--- Exercise aim ---
Give the lines of the material below, from the line containing "Annotate the white electrical" through the final line, inclusive, as a Markdown table with the columns Row and Line, omitting any blank lines.
>>>
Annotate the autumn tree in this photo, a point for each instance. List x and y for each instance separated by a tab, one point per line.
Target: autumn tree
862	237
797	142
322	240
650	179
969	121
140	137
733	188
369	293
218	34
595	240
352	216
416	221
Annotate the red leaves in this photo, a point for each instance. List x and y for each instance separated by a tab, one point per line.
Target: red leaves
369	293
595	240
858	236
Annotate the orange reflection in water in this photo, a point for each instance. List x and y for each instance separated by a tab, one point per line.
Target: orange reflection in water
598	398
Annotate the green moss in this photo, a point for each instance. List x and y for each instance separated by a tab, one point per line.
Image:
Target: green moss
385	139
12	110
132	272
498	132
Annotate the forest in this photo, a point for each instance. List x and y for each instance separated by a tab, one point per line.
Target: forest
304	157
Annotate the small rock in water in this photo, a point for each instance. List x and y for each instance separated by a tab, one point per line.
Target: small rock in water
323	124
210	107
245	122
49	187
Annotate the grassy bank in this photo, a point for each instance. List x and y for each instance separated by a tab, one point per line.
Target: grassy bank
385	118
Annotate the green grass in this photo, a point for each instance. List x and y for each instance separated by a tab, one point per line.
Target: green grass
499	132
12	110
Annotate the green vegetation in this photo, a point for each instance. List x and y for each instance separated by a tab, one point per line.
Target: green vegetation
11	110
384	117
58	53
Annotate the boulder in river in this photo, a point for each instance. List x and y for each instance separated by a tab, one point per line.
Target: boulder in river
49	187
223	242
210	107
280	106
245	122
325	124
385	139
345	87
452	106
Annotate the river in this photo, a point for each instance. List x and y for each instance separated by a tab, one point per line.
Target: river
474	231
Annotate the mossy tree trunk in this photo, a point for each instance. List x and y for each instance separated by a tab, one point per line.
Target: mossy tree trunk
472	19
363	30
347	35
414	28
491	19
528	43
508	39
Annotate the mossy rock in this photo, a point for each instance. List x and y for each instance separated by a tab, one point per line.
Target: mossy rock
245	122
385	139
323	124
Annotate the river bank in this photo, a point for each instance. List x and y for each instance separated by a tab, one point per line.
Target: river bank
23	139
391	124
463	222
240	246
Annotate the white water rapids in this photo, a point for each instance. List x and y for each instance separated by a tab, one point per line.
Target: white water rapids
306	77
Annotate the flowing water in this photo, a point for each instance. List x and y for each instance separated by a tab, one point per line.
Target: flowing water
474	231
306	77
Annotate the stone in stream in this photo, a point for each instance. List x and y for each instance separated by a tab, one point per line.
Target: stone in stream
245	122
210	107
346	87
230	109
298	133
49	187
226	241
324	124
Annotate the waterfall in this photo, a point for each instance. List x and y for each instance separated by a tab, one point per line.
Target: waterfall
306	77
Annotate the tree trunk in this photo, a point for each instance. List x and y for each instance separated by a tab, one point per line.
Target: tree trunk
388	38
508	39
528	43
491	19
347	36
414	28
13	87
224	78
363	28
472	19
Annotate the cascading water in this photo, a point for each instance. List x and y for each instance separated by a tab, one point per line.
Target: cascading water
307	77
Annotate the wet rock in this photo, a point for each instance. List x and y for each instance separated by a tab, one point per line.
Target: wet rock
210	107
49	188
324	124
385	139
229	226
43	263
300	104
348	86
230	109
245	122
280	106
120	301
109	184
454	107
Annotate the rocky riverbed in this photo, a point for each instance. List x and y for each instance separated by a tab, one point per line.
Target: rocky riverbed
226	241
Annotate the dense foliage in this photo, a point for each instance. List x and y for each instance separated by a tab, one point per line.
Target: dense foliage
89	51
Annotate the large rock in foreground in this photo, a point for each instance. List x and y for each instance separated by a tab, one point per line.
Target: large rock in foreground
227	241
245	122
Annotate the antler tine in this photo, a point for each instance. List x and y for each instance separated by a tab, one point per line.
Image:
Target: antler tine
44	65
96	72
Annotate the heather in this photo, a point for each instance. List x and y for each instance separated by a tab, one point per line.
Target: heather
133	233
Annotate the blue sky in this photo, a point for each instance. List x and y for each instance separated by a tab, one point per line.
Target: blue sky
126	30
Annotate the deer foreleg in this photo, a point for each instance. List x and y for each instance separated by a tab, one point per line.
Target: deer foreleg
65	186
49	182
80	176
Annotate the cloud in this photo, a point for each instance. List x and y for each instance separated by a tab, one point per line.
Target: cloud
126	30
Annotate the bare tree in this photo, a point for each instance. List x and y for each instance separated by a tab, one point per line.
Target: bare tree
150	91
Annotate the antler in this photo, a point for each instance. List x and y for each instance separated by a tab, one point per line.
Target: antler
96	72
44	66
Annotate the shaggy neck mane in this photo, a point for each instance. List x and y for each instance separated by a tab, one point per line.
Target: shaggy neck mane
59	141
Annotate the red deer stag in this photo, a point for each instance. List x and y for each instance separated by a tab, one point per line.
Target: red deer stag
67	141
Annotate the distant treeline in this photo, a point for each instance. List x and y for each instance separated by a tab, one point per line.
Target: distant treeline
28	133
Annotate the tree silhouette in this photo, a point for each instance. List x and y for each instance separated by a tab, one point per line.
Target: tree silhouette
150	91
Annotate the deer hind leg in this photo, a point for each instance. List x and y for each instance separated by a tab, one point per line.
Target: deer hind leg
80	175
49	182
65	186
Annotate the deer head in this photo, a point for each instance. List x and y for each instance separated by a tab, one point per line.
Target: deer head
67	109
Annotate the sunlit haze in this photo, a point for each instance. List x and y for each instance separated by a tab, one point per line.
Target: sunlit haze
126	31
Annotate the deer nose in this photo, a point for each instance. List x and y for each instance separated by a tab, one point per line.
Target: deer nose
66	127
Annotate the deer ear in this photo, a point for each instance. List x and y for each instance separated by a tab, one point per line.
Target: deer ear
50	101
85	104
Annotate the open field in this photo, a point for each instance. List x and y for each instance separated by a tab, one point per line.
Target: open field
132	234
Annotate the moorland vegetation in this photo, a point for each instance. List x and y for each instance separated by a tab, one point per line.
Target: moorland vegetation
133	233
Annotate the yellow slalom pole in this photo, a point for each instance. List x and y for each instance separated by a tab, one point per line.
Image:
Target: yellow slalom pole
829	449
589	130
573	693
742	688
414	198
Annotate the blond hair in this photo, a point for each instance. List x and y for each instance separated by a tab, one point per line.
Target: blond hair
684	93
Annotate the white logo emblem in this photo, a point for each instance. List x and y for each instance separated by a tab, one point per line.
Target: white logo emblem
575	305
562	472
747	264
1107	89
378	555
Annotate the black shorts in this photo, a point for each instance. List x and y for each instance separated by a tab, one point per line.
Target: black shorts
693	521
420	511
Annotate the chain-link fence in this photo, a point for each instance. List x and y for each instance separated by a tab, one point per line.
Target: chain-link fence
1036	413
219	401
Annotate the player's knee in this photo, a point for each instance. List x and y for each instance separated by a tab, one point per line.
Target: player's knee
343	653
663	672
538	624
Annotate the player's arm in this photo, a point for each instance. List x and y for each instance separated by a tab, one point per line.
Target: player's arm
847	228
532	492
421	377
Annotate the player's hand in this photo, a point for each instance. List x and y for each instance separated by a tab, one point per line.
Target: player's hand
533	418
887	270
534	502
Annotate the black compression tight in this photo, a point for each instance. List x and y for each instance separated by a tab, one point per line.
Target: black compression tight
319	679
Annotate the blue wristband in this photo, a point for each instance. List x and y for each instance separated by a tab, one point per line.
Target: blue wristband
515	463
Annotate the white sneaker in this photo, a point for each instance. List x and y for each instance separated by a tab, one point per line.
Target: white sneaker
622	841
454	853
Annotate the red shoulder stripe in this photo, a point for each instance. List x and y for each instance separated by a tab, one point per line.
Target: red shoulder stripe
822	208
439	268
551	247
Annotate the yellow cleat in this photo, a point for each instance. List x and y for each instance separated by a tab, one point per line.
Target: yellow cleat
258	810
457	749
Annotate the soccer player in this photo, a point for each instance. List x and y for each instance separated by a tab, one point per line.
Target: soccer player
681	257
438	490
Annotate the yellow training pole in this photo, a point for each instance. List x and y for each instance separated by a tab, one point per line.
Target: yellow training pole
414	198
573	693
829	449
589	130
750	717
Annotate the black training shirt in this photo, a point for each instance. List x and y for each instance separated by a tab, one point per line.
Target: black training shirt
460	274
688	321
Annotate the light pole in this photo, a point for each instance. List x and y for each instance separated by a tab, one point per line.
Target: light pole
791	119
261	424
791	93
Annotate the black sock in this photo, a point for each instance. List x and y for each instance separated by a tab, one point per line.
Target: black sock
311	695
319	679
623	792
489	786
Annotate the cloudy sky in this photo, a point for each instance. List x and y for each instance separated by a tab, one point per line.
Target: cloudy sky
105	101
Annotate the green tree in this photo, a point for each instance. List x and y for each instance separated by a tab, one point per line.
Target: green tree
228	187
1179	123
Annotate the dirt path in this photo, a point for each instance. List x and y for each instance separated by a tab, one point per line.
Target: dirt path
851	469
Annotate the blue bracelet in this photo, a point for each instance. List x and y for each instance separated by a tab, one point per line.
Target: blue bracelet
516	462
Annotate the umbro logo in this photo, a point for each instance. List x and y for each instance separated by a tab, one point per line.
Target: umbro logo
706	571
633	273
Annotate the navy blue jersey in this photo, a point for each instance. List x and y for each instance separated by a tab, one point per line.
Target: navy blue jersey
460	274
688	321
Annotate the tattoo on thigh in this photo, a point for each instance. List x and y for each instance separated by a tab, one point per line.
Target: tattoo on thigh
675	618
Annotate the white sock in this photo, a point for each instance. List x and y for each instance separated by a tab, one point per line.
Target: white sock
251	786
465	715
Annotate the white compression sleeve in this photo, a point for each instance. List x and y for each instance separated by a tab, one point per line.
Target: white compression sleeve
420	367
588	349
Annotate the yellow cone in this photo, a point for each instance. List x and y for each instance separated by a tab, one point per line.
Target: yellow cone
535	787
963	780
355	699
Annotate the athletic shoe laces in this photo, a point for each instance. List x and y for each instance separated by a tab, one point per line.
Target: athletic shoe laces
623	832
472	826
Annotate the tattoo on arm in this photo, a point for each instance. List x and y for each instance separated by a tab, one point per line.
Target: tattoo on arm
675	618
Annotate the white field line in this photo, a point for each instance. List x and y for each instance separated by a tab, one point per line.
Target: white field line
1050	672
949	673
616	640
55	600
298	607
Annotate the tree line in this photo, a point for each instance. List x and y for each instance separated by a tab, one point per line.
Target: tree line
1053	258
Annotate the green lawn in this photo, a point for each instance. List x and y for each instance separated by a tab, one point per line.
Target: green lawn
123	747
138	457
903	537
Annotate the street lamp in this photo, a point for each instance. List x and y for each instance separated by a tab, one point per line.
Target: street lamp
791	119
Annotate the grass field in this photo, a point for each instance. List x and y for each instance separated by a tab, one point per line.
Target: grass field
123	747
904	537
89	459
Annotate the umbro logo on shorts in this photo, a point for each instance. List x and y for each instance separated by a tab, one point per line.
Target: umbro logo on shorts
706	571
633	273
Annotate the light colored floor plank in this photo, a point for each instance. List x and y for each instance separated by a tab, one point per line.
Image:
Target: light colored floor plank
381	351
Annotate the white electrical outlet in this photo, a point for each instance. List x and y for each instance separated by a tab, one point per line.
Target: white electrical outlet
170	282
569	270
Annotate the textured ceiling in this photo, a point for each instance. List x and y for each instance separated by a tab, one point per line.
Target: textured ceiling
<<<
--- Exercise solution ---
| Row | Line |
|---|---|
| 1 | Annotate the white electrical outlet in this photo, a point for each instance. List x and y for each instance separated by a tab, one point per line. |
| 2 | Target: white electrical outlet |
| 3 | 170	282 |
| 4 | 569	270 |
| 5 | Annotate the textured ceiling in this photo, a point for each instance. List x and y for each instance separated by a tab, one point per line. |
| 6 | Target: textured ceiling |